● Text:
________________________________________

Kerry James Marshall is one 40 artists Rennie collects “in depth,” meaning he owns at least 20 works by each, spanning the artist’s entire career. He was so enamored with Marshall’s painting “Garden Party” that he waited 10 years to buy it.

Marshall started the painting, which depicts a summer gathering at his Chicago backyard, in 2003. In the ensuing years, demand for his work surged, along with his prices.

Very Patient
“Every time he saw Kerry, Bob would mention the painting and how much he would love to own it,” said Jack Shainman, whose New York gallery has represented Marshall since 1993.

Rennie’s patience paid off, in the form of a discount. In 2012 Shainman sold him the work at the 2006 price of $450,000. Its current market value is more than $1 million.

“Selling to the Rennie collection is like selling to a museum,” said Shainman. “You don’t have to worry about him flipping anything.”

Rennie said he has an acquisition budget, declining to specify the amount. To be sure, sometimes his rules turn out to be guidelines.

“I probably exceed it by three times each year,” he said of his budget. “Something always comes up that you must have.”
Like a group of three paintings by Marshall, each 8-feet-tall and 18-feet-wide, that he glimpsed on a 2012 visit to the artist’s studio. The palette of the three works forms a giant Afro-American flag. He knew the trio had to remain together.
“Nobody is going to do that,” Rennie recalled Marshall telling him. “Too big and too much.”

________________________________________

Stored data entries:
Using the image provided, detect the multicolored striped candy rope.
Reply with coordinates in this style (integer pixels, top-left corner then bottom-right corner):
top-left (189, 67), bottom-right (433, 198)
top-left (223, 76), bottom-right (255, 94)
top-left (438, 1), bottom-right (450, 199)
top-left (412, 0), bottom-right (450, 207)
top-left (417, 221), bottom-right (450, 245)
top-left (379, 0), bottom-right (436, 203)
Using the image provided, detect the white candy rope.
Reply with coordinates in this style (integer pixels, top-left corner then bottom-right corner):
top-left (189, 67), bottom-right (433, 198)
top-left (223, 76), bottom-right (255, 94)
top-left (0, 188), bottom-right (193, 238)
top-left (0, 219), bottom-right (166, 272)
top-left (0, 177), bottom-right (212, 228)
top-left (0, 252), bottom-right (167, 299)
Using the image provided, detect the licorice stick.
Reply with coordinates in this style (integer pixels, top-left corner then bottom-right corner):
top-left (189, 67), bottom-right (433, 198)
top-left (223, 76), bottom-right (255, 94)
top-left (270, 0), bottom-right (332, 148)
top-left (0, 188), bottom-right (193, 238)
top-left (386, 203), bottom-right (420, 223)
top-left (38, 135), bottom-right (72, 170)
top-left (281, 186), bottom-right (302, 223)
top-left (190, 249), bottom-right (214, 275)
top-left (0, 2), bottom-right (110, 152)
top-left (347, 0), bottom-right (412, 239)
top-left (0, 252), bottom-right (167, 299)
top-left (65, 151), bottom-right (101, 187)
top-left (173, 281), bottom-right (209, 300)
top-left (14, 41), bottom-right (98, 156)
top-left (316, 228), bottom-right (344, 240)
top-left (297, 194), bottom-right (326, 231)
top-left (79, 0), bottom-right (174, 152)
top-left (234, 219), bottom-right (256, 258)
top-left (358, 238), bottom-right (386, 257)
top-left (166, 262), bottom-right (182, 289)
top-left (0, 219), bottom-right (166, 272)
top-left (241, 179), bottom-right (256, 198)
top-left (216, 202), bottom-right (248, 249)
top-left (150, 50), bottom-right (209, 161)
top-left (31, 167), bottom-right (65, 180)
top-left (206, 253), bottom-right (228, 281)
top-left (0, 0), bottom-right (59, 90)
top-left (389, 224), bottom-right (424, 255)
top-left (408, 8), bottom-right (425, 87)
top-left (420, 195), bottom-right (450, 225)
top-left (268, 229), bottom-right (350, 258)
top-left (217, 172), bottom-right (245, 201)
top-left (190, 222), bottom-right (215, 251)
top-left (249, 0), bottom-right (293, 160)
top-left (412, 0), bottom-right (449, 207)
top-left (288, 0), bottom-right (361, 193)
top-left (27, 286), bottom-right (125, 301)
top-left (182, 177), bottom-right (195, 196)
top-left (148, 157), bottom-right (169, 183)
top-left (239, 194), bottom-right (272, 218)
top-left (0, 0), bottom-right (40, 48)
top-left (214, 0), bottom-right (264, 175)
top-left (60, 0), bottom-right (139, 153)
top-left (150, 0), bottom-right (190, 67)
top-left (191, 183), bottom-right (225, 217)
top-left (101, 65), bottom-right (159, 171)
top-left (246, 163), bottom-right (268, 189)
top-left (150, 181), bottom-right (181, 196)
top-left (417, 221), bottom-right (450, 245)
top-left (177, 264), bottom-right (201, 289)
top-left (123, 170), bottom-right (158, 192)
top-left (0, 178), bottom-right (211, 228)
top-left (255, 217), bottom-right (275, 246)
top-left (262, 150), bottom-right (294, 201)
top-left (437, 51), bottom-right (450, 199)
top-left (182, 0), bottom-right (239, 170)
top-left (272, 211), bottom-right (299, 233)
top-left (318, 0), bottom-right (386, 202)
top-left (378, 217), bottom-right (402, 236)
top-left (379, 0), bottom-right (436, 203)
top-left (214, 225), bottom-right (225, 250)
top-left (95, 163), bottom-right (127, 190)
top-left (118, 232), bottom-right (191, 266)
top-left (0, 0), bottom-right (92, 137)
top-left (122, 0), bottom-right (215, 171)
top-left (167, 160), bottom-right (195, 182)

________________________________________

● Exercise tasks:
A. In the text about Rennie's art collecting, what price did Rennie pay for "Garden Party" in 2012?
B. Continue the text about Rennie's art collecting from its last sentence.

● Activity answers:
A. He paid the 2006 price of $450,000.

B.
Four Areas
The asking price was substantial: more than $1 million, which was the upper end of Rennie’s budget. His collection focuses on four central areas: social injustice, appropriation, painting and photography. Marshall’s trio was painting; it incorporated social commentary and appropriated elements of other artists’ works.

“It speaks to three disciplines within the collection,” said Rennie. “It doesn’t get better than that.”

The works went on a three-museum tour in Europe in 2014 and will be included in Marshall’s solo exhibition at the Rennie Collection in 2018.

“You are hopefully lending to our Kerry James Marshall retrospective,” Grynsztejn told Rennie when she bumped into him at the VIP opening of the Armory Show on March 4. “We’ve got overlapping programs.”

MCA Chicago will open its Marshall show in April 2016, co-organized by the Museum of Contemporary Art in Los Angeles and the Metropolitan Museum of Art in New York.

Museum Loans
By lending to museums and organizing his own exhibitions, Rennie has built a reputation as a generous custodian, dealers said. This helps him get access to the best works by artists he covets. Being included in prestigious exhibitions also boosts the works’ value.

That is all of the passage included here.